** Supplied text follows **
In summary, for the first time, we investigated the serum miRNA expression profile in patients with brucellosis by Illumina SBS technology screening and confirmed it with qRT-PCR assays, and demonstrated that miR-103b is significantly upregulated in brucellosis patients. Further analysis suggests that miR-103b has potential to serve as an auxiliary detection indicator, combined with other existing laboratory tests such as blood culture and serological tests may improve the diagnostic accuracy for brucellosis. Further exploration and validation are required to evaluate the potential target genes of miR-103b and their relationship with the occurrence and development of brucellosis.
** End of Supplied text **
** Dataset entries follows **
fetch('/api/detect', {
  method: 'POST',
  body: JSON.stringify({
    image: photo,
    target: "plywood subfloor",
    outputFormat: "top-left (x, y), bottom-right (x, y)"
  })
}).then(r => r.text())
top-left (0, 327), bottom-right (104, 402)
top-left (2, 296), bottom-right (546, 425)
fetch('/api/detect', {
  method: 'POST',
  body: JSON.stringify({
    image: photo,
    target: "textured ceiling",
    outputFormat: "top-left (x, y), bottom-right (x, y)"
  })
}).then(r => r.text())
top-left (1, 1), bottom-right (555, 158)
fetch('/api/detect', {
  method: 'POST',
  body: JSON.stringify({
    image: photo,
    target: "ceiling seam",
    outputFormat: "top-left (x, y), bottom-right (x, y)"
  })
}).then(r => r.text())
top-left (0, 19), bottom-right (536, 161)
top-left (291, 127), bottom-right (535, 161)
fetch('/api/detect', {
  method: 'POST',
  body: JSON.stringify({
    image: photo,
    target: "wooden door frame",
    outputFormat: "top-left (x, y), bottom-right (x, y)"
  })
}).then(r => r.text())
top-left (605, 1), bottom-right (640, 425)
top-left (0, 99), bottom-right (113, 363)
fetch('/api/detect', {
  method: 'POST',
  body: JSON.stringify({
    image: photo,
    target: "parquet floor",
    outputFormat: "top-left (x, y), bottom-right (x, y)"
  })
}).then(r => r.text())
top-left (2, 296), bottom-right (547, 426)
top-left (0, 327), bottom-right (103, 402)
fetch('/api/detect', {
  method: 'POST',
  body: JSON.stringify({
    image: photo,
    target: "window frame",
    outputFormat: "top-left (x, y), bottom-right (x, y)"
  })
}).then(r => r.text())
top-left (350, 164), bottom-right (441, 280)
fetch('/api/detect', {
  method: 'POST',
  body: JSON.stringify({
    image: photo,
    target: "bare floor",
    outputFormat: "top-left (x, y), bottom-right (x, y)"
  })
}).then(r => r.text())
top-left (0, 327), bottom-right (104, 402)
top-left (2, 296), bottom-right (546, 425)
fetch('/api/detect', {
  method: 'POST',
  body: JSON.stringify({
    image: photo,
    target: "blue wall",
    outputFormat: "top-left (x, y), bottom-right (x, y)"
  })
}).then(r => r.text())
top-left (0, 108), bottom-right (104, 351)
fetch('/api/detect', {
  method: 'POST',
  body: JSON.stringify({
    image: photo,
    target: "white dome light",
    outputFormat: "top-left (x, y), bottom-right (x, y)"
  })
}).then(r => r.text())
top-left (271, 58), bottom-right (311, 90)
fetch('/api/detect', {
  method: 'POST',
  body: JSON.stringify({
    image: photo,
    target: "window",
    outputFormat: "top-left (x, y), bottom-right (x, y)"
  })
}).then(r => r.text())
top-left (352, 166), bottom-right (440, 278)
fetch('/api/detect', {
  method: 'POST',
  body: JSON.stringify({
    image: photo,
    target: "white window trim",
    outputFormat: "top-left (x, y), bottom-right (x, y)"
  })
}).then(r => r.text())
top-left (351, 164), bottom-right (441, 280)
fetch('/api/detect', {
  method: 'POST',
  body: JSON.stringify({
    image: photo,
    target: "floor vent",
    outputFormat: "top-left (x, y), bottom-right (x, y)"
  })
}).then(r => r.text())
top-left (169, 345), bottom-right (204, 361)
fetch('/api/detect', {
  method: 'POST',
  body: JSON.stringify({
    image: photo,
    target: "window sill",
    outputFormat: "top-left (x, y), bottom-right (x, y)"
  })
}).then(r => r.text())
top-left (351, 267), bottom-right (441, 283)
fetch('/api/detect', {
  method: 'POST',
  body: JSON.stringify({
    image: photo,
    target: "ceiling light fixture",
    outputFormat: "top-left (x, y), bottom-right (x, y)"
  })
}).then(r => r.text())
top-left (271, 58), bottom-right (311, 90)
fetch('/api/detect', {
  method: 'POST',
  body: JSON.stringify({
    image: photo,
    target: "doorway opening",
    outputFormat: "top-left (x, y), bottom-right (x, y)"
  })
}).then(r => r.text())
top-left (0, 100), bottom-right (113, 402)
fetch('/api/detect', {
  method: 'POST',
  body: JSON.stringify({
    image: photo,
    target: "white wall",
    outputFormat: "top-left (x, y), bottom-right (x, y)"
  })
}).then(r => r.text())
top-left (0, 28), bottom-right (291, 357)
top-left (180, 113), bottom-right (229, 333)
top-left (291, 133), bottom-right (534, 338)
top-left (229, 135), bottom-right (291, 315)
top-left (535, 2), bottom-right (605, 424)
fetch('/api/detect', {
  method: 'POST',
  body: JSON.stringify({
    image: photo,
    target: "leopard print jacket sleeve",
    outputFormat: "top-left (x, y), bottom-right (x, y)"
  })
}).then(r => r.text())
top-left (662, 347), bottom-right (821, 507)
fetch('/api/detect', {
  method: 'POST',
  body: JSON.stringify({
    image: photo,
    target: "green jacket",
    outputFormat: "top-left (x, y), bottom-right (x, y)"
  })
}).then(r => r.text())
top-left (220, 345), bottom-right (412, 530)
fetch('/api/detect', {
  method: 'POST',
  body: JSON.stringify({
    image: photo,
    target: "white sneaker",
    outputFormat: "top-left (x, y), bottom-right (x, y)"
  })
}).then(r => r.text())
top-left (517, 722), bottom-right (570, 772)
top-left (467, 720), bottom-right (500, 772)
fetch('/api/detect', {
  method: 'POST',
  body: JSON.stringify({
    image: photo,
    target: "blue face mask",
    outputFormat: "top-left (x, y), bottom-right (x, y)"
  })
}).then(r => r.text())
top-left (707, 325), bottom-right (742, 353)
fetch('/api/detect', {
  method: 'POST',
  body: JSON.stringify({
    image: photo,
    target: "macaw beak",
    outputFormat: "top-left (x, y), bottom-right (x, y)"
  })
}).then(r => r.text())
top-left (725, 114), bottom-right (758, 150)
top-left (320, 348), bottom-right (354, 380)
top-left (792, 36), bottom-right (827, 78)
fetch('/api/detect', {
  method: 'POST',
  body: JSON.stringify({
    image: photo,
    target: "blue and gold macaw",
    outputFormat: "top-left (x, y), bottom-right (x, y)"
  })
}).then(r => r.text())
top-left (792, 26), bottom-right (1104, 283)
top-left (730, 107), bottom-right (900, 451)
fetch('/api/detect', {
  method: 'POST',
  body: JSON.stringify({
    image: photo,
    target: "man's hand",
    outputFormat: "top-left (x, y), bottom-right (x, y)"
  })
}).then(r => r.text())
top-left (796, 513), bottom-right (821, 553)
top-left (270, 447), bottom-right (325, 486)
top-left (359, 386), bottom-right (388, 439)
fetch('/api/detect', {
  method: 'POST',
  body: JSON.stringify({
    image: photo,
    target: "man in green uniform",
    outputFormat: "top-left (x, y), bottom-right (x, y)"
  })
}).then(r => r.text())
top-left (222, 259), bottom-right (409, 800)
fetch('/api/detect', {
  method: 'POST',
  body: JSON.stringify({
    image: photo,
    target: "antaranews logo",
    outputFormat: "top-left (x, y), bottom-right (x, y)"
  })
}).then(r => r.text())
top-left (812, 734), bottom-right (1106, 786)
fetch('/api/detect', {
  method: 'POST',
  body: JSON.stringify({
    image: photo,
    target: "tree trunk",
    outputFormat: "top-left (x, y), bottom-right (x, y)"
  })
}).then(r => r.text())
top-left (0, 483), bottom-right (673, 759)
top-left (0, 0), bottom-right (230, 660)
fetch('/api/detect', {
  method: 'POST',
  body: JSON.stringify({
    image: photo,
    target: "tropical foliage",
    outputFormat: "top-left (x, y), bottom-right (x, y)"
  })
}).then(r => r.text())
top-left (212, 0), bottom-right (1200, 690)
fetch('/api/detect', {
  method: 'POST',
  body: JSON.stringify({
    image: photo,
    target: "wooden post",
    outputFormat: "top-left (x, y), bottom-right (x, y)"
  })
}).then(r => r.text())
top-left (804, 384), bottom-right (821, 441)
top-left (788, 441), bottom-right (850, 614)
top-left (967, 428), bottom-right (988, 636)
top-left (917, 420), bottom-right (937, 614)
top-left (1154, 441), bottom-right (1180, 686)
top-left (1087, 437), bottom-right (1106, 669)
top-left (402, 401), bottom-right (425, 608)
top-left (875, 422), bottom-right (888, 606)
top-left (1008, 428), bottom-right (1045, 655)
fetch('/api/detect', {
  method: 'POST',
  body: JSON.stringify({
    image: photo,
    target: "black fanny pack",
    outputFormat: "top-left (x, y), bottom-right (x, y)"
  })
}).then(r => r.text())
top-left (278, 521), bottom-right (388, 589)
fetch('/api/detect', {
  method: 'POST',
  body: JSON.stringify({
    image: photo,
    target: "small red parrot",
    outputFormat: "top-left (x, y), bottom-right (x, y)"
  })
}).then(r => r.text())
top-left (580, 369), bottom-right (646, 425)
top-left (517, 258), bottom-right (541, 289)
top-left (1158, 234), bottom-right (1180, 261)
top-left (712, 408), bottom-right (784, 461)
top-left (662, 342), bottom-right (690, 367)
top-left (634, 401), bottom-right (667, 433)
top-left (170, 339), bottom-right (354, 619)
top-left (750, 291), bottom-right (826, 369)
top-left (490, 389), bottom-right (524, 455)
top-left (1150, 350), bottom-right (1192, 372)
** End of Dataset entries **
### Problem to work on:
Reproduce the full text on the serum miRNA profile in brucellosis patients, word for word.

### Expected output:
In summary, for the first time, we investigated the serum miRNA expression profile in patients with brucellosis by Illumina SBS technology screening and confirmed it with qRT-PCR assays, and demonstrated that miR-103b is significantly upregulated in brucellosis patients. Further analysis suggests that miR-103b has potential to serve as an auxiliary detection indicator, combined with other existing laboratory tests such as blood culture and serological tests may improve the diagnostic accuracy for brucellosis. Further exploration and validation are required to evaluate the potential target genes of miR-103b and their relationship with the occurrence and development of brucellosis.